Per favore, prosegui il testo sulla coesione partendo dall'ultima frase riportata.

◆ **Estratto del documento**
---*---
In un mondo attraversato da fratture – sociali, ecologiche, culturali – il concetto di coesione torna ad avere un valore straordinario.
Spesso dimenticata, confusa con la conformità o banalizzata come semplice 'armonia', la coesione è in realtà una qualità complessa e strategica: riguarda il modo in cui stiamo insieme, lavoriamo insieme, immaginiamo il futuro insieme.
Questo articolo esplora il significato profondo della coesione, il suo ruolo all’interno e all'esterno dell’organizzazione.
In un tempo segnato dalla frammentazione, coltivare coesione diventa un atto controcorrente e generativo. Perché nessuna trasformazione è possibile da soli.
Viviamo in un tempo di frattura. Le nostre società sembrano costantemente attraversate da faglie invisibili che dividono generazioni, territori, visioni del mondo.
I legami si allentano, le istituzioni faticano a tenere insieme, le imprese stesse si trovano sempre più spesso a operare in contesti segnati da sfiducia e polarizzazione.
“La crisi della modernità non è solo economica o ambientale ma è una crisi del legame” scriveva Edgar Morin in "Il metodo. Ordine disordine organizzazione".
È come se la nostra capacità di ‘stare insieme’ fosse sotto attacco, logorata da modelli individualistici, ritmi accelerati e sistemi che premiano la competizione anziché la cooperazione.
In questo scenario, ‘coesione’ appare quasi una parola fuori moda.
---*---
◆ **Dati registrati**

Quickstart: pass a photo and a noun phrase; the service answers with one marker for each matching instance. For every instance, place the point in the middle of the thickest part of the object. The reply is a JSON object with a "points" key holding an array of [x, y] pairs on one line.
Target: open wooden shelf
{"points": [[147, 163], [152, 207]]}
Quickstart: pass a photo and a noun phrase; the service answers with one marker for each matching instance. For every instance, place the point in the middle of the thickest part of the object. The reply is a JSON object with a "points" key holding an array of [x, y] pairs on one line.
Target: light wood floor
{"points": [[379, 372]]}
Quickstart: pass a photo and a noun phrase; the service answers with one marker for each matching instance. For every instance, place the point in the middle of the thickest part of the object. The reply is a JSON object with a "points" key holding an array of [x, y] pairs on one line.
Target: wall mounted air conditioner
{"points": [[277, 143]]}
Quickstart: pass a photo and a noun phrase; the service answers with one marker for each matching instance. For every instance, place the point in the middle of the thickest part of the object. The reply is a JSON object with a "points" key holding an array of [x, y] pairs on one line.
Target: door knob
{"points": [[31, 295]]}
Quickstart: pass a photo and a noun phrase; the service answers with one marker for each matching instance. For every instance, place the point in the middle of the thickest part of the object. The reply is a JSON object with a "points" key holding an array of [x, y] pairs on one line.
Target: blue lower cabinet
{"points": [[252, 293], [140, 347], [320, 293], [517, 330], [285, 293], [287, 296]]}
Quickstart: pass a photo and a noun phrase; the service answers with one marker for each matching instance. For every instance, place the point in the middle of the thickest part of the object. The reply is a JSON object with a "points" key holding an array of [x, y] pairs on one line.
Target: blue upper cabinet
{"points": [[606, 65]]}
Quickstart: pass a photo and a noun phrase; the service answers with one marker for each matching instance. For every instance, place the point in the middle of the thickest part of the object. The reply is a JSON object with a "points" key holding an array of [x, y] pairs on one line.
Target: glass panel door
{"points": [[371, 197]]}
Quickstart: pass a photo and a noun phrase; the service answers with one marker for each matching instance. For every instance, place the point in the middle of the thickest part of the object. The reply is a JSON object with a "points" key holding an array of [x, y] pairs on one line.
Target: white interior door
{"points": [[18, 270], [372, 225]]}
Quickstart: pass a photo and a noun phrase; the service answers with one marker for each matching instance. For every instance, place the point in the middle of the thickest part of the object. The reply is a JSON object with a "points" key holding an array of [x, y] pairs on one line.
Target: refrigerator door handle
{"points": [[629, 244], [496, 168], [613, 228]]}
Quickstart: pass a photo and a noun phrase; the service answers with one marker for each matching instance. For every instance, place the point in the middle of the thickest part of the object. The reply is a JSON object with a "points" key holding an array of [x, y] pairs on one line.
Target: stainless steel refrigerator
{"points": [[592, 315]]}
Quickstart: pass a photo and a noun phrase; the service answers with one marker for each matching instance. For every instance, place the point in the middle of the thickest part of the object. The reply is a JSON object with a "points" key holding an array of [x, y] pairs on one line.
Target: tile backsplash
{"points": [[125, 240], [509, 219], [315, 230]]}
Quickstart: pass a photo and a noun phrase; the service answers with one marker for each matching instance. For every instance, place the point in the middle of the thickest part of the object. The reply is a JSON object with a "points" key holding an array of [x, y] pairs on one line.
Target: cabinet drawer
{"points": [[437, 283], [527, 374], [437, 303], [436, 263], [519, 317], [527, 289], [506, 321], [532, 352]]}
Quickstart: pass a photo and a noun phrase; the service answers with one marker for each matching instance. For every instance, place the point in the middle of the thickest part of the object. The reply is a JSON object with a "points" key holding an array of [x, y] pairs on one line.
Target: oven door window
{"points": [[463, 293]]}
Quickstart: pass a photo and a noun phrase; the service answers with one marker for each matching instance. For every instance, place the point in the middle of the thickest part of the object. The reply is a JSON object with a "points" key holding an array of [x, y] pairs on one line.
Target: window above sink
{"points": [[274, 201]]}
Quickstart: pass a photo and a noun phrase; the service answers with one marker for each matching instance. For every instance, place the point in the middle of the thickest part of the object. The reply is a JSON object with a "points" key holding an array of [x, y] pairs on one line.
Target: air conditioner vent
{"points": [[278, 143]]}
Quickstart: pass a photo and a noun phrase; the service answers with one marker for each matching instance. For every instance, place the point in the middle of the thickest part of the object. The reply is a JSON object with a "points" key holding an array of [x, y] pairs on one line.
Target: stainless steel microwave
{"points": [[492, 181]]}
---*---
◆ **Risposta all'esercizio**
Eppure, è proprio questa qualità dei contesti a rappresentare una delle risorse più preziose per affrontare le sfide del nostro tempo.
Non come nostalgica invocazione dell’unità perduta, ma come tensione attiva verso ciò che può generare legame, fiducia, appartenenza.
Coesione non è omologazione, non è chiusura nel gruppo, non è eliminazione del conflitto: è la capacità di attraversare le differenze senza perdersi. È ciò che permette a una comunità – e a un’impresa – di esistere nel tempo.
Nel cuore delle organizzazioni, così come nella società più ampia, il bisogno di coesione non è un ornamento etico, ma un elemento strategico. È ciò che consente di fare squadra, di reggere l’incertezza, di innovare con coraggio. Non solo, quindi, per lavorare insieme su qualcosa ma per restare insieme mentre cambia qualcosa.
La coesione è ciò che può trasformare un insieme di individui in un sistema vivo, orientato, capace di impatto.
Che cos’è ‘coesione’?
La parola ‘coesione’ deriva dal latino cohaerere, che significa letteralmente ‘stare attaccati insieme’, ‘essere uniti’.
Ma non si tratta di una semplice aderenza: implica una forza che tiene uniti senza annullare le parti, come accade nelle molecole di una sostanza o nelle cellule di un organismo.
La coesione è, in questo senso, una ‘forza discreta’, una qualità silenziosa che consente di tenere insieme ciò che è diverso senza fonderlo in un’unità indistinta.
Spesso confusa con la conformità o con la pace apparente, la coesione è tutt’altro: è la capacità di attraversare i conflitti, di reggere le tensioni, di convivere con le divergenze senza rompersi.
Come in più sedi sottolineato da Zygmunt Bauman, il collante della società non è l’identità, ma la capacità di vivere con le differenze.
Anche Hannah Arendt nel suo libro “La crisi della cultura” osservava “il mondo comune si disintegra quando smettiamo di parlare con chi la pensa diversamente da noi”.
La coesione, allora, non è solo una questione di relazioni umane: è una questione politica. È ciò che tiene insieme il tessuto del mondo.
All’interno dei gruppi umani, la coesione si costruisce su ingredienti quali fiducia, riconoscimento reciproco, senso condiviso e interdipendenza.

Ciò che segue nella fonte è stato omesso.